> [Task item]:
Restate verbatim the span of lines below between the line with "Output each <instance>" and the line with "positive clicks: (225, 56)", including those two lines, and only that span.

(Dataset entries)
******************************

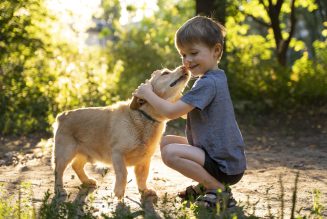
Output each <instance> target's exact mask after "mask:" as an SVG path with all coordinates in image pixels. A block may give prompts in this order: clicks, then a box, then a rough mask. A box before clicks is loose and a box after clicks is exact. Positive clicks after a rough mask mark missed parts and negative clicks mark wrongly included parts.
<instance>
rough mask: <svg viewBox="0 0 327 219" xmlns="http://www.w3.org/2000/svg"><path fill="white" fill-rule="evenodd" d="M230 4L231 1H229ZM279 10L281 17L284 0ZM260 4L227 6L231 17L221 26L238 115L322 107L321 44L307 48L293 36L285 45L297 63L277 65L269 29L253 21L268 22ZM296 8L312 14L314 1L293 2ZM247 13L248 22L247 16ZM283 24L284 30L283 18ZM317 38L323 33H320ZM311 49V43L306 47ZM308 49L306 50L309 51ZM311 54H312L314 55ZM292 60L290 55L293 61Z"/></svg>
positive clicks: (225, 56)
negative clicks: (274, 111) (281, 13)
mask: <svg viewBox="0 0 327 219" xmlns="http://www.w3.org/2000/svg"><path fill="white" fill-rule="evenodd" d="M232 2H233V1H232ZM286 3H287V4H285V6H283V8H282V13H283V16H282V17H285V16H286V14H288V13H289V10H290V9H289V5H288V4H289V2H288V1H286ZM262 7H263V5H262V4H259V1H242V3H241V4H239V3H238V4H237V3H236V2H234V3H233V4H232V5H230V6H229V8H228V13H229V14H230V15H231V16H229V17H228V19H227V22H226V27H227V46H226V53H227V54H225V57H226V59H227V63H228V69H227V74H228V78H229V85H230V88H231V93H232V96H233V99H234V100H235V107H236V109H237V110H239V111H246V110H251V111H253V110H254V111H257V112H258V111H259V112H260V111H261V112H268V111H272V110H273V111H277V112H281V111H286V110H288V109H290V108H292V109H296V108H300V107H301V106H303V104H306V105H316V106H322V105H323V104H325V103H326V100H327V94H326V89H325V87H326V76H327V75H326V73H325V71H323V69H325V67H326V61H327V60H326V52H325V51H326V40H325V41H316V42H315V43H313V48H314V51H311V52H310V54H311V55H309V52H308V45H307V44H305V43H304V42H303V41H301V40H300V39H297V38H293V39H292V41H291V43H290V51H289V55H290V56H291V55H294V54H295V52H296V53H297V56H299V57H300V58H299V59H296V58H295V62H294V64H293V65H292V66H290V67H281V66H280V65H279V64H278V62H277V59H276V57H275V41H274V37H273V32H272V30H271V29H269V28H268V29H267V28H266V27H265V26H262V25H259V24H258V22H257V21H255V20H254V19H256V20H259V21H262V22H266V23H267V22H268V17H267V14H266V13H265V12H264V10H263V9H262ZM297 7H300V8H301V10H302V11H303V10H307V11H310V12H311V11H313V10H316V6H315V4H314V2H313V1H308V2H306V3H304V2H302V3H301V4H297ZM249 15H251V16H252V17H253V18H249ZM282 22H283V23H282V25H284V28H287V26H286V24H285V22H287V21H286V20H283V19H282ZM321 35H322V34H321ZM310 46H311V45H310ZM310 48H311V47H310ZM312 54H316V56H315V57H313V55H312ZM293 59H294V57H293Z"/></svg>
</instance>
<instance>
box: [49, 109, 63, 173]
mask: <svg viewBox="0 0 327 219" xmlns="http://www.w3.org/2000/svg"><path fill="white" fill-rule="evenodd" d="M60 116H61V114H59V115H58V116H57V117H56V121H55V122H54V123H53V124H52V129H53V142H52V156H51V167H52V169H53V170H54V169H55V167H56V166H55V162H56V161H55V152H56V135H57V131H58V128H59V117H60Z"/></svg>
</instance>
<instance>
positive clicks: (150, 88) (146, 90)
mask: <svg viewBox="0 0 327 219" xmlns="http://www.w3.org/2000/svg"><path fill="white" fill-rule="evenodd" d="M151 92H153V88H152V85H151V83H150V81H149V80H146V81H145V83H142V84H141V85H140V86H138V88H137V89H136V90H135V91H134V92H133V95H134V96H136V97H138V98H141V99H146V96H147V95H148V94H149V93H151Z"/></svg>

******************************

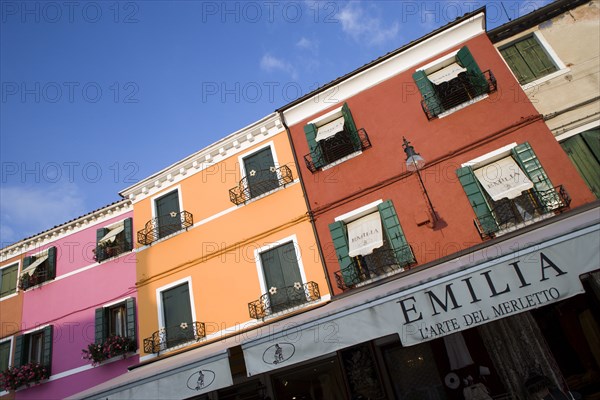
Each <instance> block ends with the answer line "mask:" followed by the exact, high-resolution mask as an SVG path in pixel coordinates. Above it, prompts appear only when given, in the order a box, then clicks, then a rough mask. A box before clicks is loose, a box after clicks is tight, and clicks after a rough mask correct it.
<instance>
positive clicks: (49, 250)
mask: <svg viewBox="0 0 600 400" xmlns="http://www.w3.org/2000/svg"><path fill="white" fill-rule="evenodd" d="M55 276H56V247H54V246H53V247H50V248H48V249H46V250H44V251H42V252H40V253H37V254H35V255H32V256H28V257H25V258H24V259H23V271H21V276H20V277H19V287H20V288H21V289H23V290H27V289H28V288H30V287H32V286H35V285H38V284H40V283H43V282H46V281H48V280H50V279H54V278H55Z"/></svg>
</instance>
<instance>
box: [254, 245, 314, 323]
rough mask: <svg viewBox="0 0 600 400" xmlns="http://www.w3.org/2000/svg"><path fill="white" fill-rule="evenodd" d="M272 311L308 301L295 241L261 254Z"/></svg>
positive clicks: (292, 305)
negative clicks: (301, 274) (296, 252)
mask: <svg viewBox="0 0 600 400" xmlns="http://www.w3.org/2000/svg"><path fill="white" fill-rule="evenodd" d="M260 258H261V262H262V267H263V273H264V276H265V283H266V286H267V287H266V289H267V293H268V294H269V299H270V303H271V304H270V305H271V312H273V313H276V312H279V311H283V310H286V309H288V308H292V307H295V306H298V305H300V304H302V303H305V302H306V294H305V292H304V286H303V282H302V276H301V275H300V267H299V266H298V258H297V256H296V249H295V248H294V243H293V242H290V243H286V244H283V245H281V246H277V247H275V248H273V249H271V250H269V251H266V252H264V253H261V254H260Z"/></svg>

******************************

> [Result of this task]:
Output each <instance> target's exact mask after "mask:" as an SVG path with all coordinates in image pixels. A block may give prompts in this order: clicks, then a box, then a rough mask. A box before clicks is loose and a box after clicks is exact. Positive clicks after a rough mask mark missed parts and negative clicks mark wrongly included parts.
<instance>
rough mask: <svg viewBox="0 0 327 219" xmlns="http://www.w3.org/2000/svg"><path fill="white" fill-rule="evenodd" d="M230 4L231 1H229ZM279 10L281 17L284 0ZM260 4L227 6L231 17L221 26L238 115L322 107L321 44L307 48L293 36L285 45L297 63L277 65L269 29L253 21L268 22ZM296 8L312 14L314 1L293 2ZM247 13L248 22L247 16ZM283 24L284 30L283 18ZM317 38L323 33H320ZM311 49V43L306 47ZM308 49L306 50L309 51ZM311 54H312L314 55ZM292 60L290 55L293 61Z"/></svg>
positive clicks: (225, 56)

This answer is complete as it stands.